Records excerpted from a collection
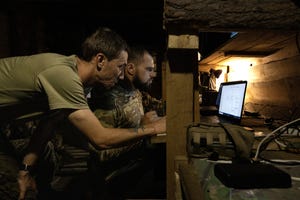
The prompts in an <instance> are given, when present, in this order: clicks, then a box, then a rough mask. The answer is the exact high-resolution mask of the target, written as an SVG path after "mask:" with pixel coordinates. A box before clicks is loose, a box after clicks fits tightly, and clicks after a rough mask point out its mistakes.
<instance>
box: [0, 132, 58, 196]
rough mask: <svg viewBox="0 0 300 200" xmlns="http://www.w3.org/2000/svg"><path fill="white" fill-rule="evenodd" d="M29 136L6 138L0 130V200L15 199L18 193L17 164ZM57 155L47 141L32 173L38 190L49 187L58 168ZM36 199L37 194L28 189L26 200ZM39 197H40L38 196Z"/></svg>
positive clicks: (51, 145)
mask: <svg viewBox="0 0 300 200" xmlns="http://www.w3.org/2000/svg"><path fill="white" fill-rule="evenodd" d="M28 142H29V138H22V139H13V140H8V139H7V138H5V136H4V134H3V130H2V132H1V130H0V200H16V199H18V195H19V186H18V182H17V175H18V171H19V164H20V162H21V159H22V158H23V155H24V152H25V150H26V147H27V145H28ZM58 163H59V162H58V157H57V155H56V153H55V151H54V146H53V144H52V143H51V142H49V143H48V144H47V145H46V147H45V150H44V153H43V155H42V156H41V159H40V160H39V161H38V163H37V170H36V173H35V175H34V177H35V180H36V183H37V187H38V191H44V190H46V189H45V188H49V187H50V183H51V181H52V178H53V176H54V173H55V170H56V169H57V168H58ZM29 199H37V194H36V193H35V192H33V191H28V192H27V194H26V200H29ZM39 199H41V198H39Z"/></svg>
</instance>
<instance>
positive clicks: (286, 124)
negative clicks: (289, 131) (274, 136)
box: [254, 118, 300, 161]
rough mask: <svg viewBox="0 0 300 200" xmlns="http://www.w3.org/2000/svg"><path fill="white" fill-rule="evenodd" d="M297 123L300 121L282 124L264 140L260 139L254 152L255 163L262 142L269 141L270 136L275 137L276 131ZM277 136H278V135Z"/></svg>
mask: <svg viewBox="0 0 300 200" xmlns="http://www.w3.org/2000/svg"><path fill="white" fill-rule="evenodd" d="M298 121H300V118H298V119H296V120H293V121H291V122H289V123H286V124H284V125H282V126H280V127H278V128H277V129H275V130H274V131H272V132H271V133H269V134H268V135H267V136H266V137H265V138H264V139H262V141H261V142H260V143H259V144H258V146H257V150H256V153H255V157H254V161H257V160H258V155H259V153H260V148H261V146H262V145H263V144H264V142H265V141H266V140H267V139H269V138H270V137H271V136H273V135H275V133H276V132H278V131H280V130H282V129H283V128H285V127H287V126H289V125H291V124H294V123H296V122H298ZM279 135H280V134H279ZM279 135H278V136H279ZM275 136H276V135H275Z"/></svg>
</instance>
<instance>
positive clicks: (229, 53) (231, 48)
mask: <svg viewBox="0 0 300 200" xmlns="http://www.w3.org/2000/svg"><path fill="white" fill-rule="evenodd" d="M296 34H297V33H296V32H293V31H248V32H240V33H238V34H237V35H235V36H234V37H233V38H231V39H229V40H228V41H227V42H225V43H224V44H222V45H221V46H220V47H218V48H217V49H216V50H215V51H214V52H213V53H212V54H210V55H209V56H208V57H206V58H203V59H202V60H201V61H200V63H199V64H200V65H201V66H202V67H203V68H205V66H212V65H222V64H223V62H224V61H226V60H228V59H230V58H232V57H247V58H262V57H264V56H268V55H271V54H273V53H275V52H276V51H278V50H279V49H281V48H282V47H284V46H285V44H286V42H287V41H288V40H289V39H290V38H291V37H295V38H296ZM200 42H201V41H200Z"/></svg>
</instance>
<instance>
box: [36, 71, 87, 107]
mask: <svg viewBox="0 0 300 200" xmlns="http://www.w3.org/2000/svg"><path fill="white" fill-rule="evenodd" d="M37 85H38V87H39V89H40V90H44V92H45V93H46V95H47V98H48V102H49V108H50V110H54V109H61V108H70V109H87V108H89V106H88V104H87V101H86V98H85V96H84V91H83V85H82V83H81V80H80V78H79V76H78V75H77V73H76V72H75V71H73V69H71V68H69V67H65V66H56V67H52V68H49V69H47V70H45V71H43V72H41V73H40V74H39V75H38V80H37Z"/></svg>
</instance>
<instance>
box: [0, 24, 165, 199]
mask: <svg viewBox="0 0 300 200" xmlns="http://www.w3.org/2000/svg"><path fill="white" fill-rule="evenodd" d="M127 58H128V53H127V45H126V42H125V41H124V40H123V39H122V38H121V37H120V36H119V35H118V34H117V33H115V32H113V31H111V30H110V29H107V28H99V29H98V30H97V31H96V32H95V33H94V34H92V35H91V36H90V37H88V38H87V39H86V40H85V42H84V43H83V54H82V57H81V58H79V57H77V56H75V55H73V56H63V55H58V54H53V53H44V54H37V55H32V56H23V57H11V58H4V59H0V110H1V111H0V113H1V117H0V119H1V122H6V121H8V120H9V119H14V118H16V117H19V116H21V115H23V114H28V113H32V112H35V111H43V113H44V117H42V118H41V121H40V123H39V127H38V128H37V130H36V132H35V133H34V134H33V136H32V138H31V141H30V143H29V146H28V153H27V154H26V156H25V157H24V159H23V161H22V163H21V165H20V166H21V167H20V171H19V176H18V182H19V186H20V195H19V199H23V198H24V197H25V193H26V191H27V189H28V188H30V187H34V185H35V182H34V180H33V179H32V177H31V175H30V171H31V169H33V168H34V165H35V164H36V162H37V160H38V156H39V154H40V152H41V151H42V149H43V147H44V146H45V144H46V143H47V141H49V139H50V138H51V136H52V135H53V131H54V129H55V127H56V125H57V124H58V123H59V121H61V120H62V119H63V118H68V119H69V120H70V122H71V123H72V124H73V125H74V126H75V127H77V128H78V129H79V130H80V131H81V132H82V133H83V134H84V135H86V136H87V137H88V139H89V140H90V141H91V143H93V144H94V145H96V146H98V147H100V148H108V147H112V146H114V145H117V144H119V143H122V142H126V141H130V140H134V139H138V138H142V137H145V136H148V135H154V134H157V133H160V132H164V131H165V123H164V122H163V121H156V122H154V123H151V124H149V125H147V126H145V127H144V128H143V129H141V128H139V129H114V128H105V127H103V126H102V125H101V123H100V122H99V120H98V119H97V118H96V116H95V115H94V114H93V112H92V111H91V110H90V109H89V106H88V104H87V101H86V98H85V95H84V88H86V87H92V86H95V85H98V84H101V85H103V86H104V87H106V88H110V87H112V86H114V85H115V84H116V83H117V81H118V79H123V76H124V74H123V70H124V67H125V66H126V64H127ZM17 108H18V109H17Z"/></svg>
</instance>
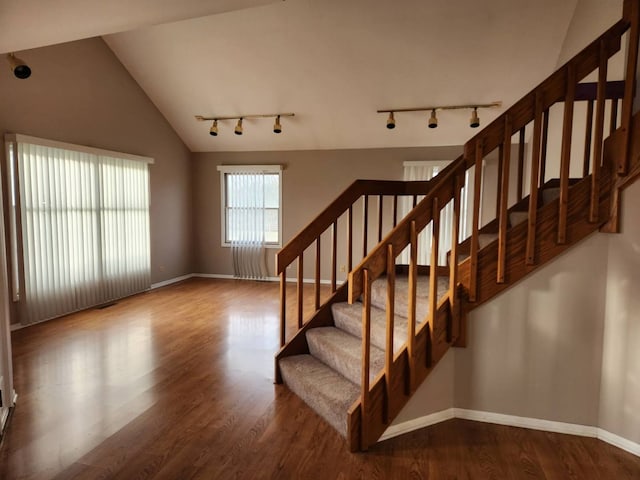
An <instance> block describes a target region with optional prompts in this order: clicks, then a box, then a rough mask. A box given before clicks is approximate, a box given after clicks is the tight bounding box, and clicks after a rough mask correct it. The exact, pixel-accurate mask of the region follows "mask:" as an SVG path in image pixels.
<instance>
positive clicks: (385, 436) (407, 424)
mask: <svg viewBox="0 0 640 480" xmlns="http://www.w3.org/2000/svg"><path fill="white" fill-rule="evenodd" d="M454 410H455V409H453V408H447V409H446V410H441V411H440V412H435V413H432V414H430V415H425V416H424V417H418V418H414V419H413V420H408V421H406V422H402V423H398V424H397V425H391V426H389V428H387V429H386V430H385V431H384V433H383V434H382V436H381V437H380V439H379V440H378V441H380V442H381V441H383V440H388V439H390V438H393V437H397V436H398V435H403V434H405V433H409V432H413V431H414V430H419V429H421V428H424V427H429V426H431V425H435V424H436V423H440V422H444V421H446V420H451V419H452V418H454Z"/></svg>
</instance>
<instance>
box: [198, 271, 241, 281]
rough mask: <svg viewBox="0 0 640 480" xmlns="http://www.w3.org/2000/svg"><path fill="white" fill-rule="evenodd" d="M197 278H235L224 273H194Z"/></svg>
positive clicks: (230, 275)
mask: <svg viewBox="0 0 640 480" xmlns="http://www.w3.org/2000/svg"><path fill="white" fill-rule="evenodd" d="M191 276H192V277H195V278H220V279H223V280H233V279H234V277H233V275H223V274H222V273H192V274H191Z"/></svg>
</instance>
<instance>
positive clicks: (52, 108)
mask: <svg viewBox="0 0 640 480" xmlns="http://www.w3.org/2000/svg"><path fill="white" fill-rule="evenodd" d="M18 56H19V57H21V58H23V59H24V60H25V61H26V62H27V63H28V64H29V65H30V66H31V68H32V70H33V74H32V76H31V78H29V79H27V80H18V79H16V78H14V77H13V75H11V73H10V72H9V69H8V68H4V69H3V71H2V73H1V74H0V104H1V105H2V108H1V109H0V132H2V133H6V132H12V133H22V134H27V135H33V136H36V137H42V138H48V139H52V140H58V141H62V142H69V143H75V144H80V145H89V146H93V147H98V148H105V149H109V150H115V151H121V152H127V153H134V154H138V155H144V156H149V157H153V158H155V164H153V165H152V166H151V167H150V184H151V185H150V191H151V281H152V282H159V281H162V280H165V279H169V278H173V277H177V276H180V275H184V274H187V273H191V272H192V261H191V260H192V259H191V225H192V221H191V193H190V188H189V187H190V181H191V178H190V152H189V151H188V149H187V148H186V147H185V145H184V144H183V142H182V141H181V140H180V138H179V137H178V136H177V135H176V133H175V132H174V131H173V129H172V128H171V126H170V125H169V124H168V123H167V121H166V120H165V119H164V117H163V116H162V115H161V114H160V112H159V111H158V110H157V108H156V107H155V106H154V105H153V104H152V103H151V101H150V100H149V98H148V97H147V96H146V95H145V93H144V92H143V91H142V90H141V89H140V87H139V86H138V85H137V83H136V82H135V81H134V80H133V79H132V78H131V76H130V75H129V73H128V72H127V71H126V70H125V69H124V67H123V66H122V65H121V64H120V62H119V61H118V60H117V58H116V57H115V56H114V55H113V53H112V52H111V50H110V49H109V48H108V47H107V46H106V44H105V43H104V42H103V41H102V40H101V39H89V40H83V41H78V42H71V43H66V44H61V45H56V46H51V47H46V48H41V49H36V50H30V51H25V52H20V53H19V55H18ZM5 67H6V66H5ZM0 155H1V157H0V158H1V159H2V161H3V162H4V149H2V153H1V154H0Z"/></svg>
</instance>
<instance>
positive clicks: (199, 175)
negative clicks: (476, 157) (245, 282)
mask: <svg viewBox="0 0 640 480" xmlns="http://www.w3.org/2000/svg"><path fill="white" fill-rule="evenodd" d="M461 151H462V149H461V147H424V148H391V149H370V150H313V151H286V152H243V153H238V152H229V153H196V154H194V155H193V178H194V185H193V195H194V199H193V202H194V205H195V212H194V215H195V217H194V222H195V226H194V235H195V241H194V252H195V271H196V272H198V273H208V274H221V275H231V274H233V266H232V262H231V255H230V249H229V248H227V247H221V240H220V238H221V232H220V174H219V172H218V171H217V170H216V167H217V166H218V165H225V164H226V165H232V164H245V165H259V164H281V165H284V171H283V175H282V218H283V221H282V223H283V238H284V243H286V242H287V241H288V240H290V239H291V238H292V237H293V236H294V235H295V234H296V233H297V232H298V231H300V230H301V229H302V228H303V227H305V226H306V225H307V224H308V223H309V222H310V221H311V220H312V219H313V218H314V217H315V216H316V215H317V214H318V213H320V212H321V211H322V209H324V208H325V207H326V206H327V205H328V204H329V203H330V202H331V201H332V200H333V199H335V198H336V197H337V196H338V195H339V194H340V193H341V192H342V191H343V190H344V189H345V188H347V187H348V186H349V185H350V184H351V183H352V182H353V181H354V180H356V179H358V178H366V179H382V180H401V179H402V175H403V166H402V163H403V162H404V161H409V160H412V161H415V160H455V159H456V158H457V157H458V156H459V155H460V153H461ZM376 201H377V200H375V199H374V200H373V201H372V203H371V207H370V208H373V206H374V204H375V202H376ZM390 205H391V203H388V204H387V206H390ZM361 208H362V207H361V205H360V204H358V206H357V208H356V209H355V215H354V217H355V218H354V225H355V228H354V238H356V239H358V240H355V241H354V243H355V244H356V245H360V244H361V243H356V242H361V240H359V239H360V238H361V237H360V236H359V235H360V231H361V230H360V228H359V225H360V216H359V215H360V211H361ZM342 227H343V225H342V224H340V226H339V228H340V229H341V230H340V232H341V233H339V235H343V230H342ZM345 235H346V234H345ZM374 237H375V238H374ZM369 239H370V240H371V242H370V245H371V246H373V245H374V244H375V243H377V230H376V231H375V232H374V231H370V233H369ZM373 240H376V242H374V241H373ZM321 244H322V246H323V258H324V259H325V260H326V262H328V261H329V258H330V255H329V250H328V246H329V245H330V241H329V237H328V236H326V238H325V237H323V239H322V241H321ZM360 249H361V247H360ZM276 252H277V249H273V250H270V251H269V253H268V261H269V271H270V275H273V272H274V268H273V265H274V261H273V258H274V255H275V253H276ZM314 252H315V250H313V249H310V250H309V251H308V252H307V254H306V255H305V277H307V278H313V270H314V269H313V265H314V260H313V258H314V257H313V256H312V255H313V254H314ZM340 253H341V260H340V261H339V264H342V263H345V262H344V255H342V254H344V252H343V251H341V252H340ZM355 260H357V259H356V258H355V253H354V261H355ZM321 271H322V277H323V278H325V279H327V278H330V273H329V267H328V263H325V264H323V268H322V269H321Z"/></svg>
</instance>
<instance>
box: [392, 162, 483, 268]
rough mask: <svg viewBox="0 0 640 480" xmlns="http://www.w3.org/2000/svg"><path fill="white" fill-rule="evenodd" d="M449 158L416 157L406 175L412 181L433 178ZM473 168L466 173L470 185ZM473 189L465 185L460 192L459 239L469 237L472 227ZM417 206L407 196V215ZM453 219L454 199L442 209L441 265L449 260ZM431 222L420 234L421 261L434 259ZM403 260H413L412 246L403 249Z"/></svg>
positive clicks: (440, 221)
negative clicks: (411, 254)
mask: <svg viewBox="0 0 640 480" xmlns="http://www.w3.org/2000/svg"><path fill="white" fill-rule="evenodd" d="M448 164H449V162H448V161H415V162H404V164H403V166H404V179H405V180H409V181H420V180H431V179H432V178H433V177H435V176H436V175H438V173H440V172H441V171H442V170H443V169H444V168H445V167H446V166H447V165H448ZM468 180H469V170H467V173H466V177H465V185H469V182H468ZM472 197H473V195H472V196H471V197H469V192H468V189H467V188H466V187H463V188H462V191H461V194H460V228H459V236H458V241H462V240H464V239H466V238H467V237H468V236H469V234H470V232H471V230H470V220H471V219H470V214H469V213H468V212H470V211H471V210H470V209H469V199H470V198H472ZM423 198H424V196H420V197H418V202H419V201H420V200H422V199H423ZM412 206H413V199H404V202H403V212H404V214H405V215H406V214H407V213H409V212H410V211H411V209H412ZM452 222H453V202H449V204H447V206H446V207H444V208H443V209H442V210H441V212H440V238H439V245H440V248H439V250H438V265H446V264H447V253H448V252H449V250H451V243H452V242H451V227H452ZM431 231H432V226H431V224H429V225H427V227H426V228H425V229H424V230H422V232H420V234H419V235H418V264H419V265H429V264H430V263H431V243H432V242H431ZM400 262H401V263H403V264H408V263H409V249H408V248H406V249H405V250H403V252H402V254H401V256H400Z"/></svg>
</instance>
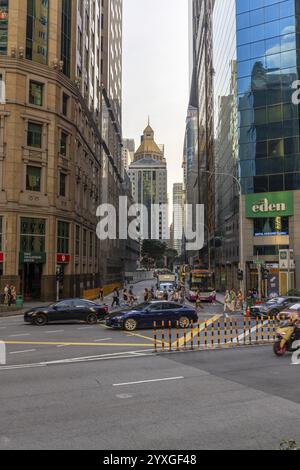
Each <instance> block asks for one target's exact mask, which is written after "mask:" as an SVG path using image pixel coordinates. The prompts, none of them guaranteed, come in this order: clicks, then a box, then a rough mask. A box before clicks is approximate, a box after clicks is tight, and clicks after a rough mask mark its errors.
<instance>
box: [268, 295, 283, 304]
mask: <svg viewBox="0 0 300 470" xmlns="http://www.w3.org/2000/svg"><path fill="white" fill-rule="evenodd" d="M284 302H285V299H284V298H282V297H278V298H276V299H271V300H269V301H268V302H267V304H268V305H270V304H283V303H284Z"/></svg>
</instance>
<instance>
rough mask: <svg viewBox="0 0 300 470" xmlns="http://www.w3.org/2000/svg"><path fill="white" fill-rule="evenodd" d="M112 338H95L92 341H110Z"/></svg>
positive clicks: (97, 342) (99, 342)
mask: <svg viewBox="0 0 300 470" xmlns="http://www.w3.org/2000/svg"><path fill="white" fill-rule="evenodd" d="M112 339H113V338H105V339H95V340H94V343H102V342H103V341H111V340H112Z"/></svg>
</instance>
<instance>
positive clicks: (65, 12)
mask: <svg viewBox="0 0 300 470" xmlns="http://www.w3.org/2000/svg"><path fill="white" fill-rule="evenodd" d="M0 11H1V38H0V68H1V78H2V80H3V82H4V83H5V88H6V97H5V98H6V99H5V103H4V104H1V105H0V121H1V133H0V148H1V150H0V154H1V155H0V172H1V178H0V179H1V181H0V186H1V198H0V227H1V237H0V240H1V247H0V260H1V261H0V274H1V285H3V284H5V283H10V284H14V285H16V286H17V290H18V291H20V292H22V293H23V294H24V296H25V297H27V296H28V297H37V298H40V299H45V300H48V299H49V300H53V298H54V297H55V293H56V276H55V274H56V267H57V266H60V267H61V269H62V270H63V273H64V280H63V283H62V285H61V286H60V287H61V293H62V295H63V296H64V297H68V296H73V295H74V296H79V295H81V293H82V291H83V289H85V288H91V287H94V286H99V285H100V284H103V283H105V282H110V281H111V280H112V279H113V280H114V281H116V280H120V281H121V279H122V262H121V259H122V256H123V252H122V247H121V246H120V244H118V242H113V243H110V244H109V246H107V245H106V244H105V243H100V242H99V240H98V238H97V237H96V225H97V222H98V220H97V218H96V209H97V206H98V205H99V204H100V203H101V202H112V203H114V204H117V200H118V196H119V194H121V192H122V182H123V181H122V176H121V164H122V163H121V162H122V159H121V146H122V131H121V70H122V69H121V64H122V62H121V52H122V50H121V39H122V28H121V20H122V16H121V13H122V2H121V1H119V0H114V1H113V2H110V1H105V2H103V1H101V0H96V1H82V0H78V1H73V0H51V2H49V1H48V0H30V1H20V2H17V1H9V2H8V1H3V0H1V2H0ZM112 55H113V57H112ZM104 253H105V256H104ZM110 255H111V256H110ZM107 257H109V259H110V261H109V262H107V261H106V259H107Z"/></svg>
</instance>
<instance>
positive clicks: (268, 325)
mask: <svg viewBox="0 0 300 470" xmlns="http://www.w3.org/2000/svg"><path fill="white" fill-rule="evenodd" d="M268 341H269V343H270V341H271V317H268Z"/></svg>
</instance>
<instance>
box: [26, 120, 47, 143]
mask: <svg viewBox="0 0 300 470" xmlns="http://www.w3.org/2000/svg"><path fill="white" fill-rule="evenodd" d="M42 134H43V126H42V124H35V123H34V122H29V123H28V133H27V145H28V147H35V148H39V149H41V148H42Z"/></svg>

What the task requires: The word "before" appears on some lines of the data above; say how many such lines there are, with nothing else.

Answer for this exercise: 3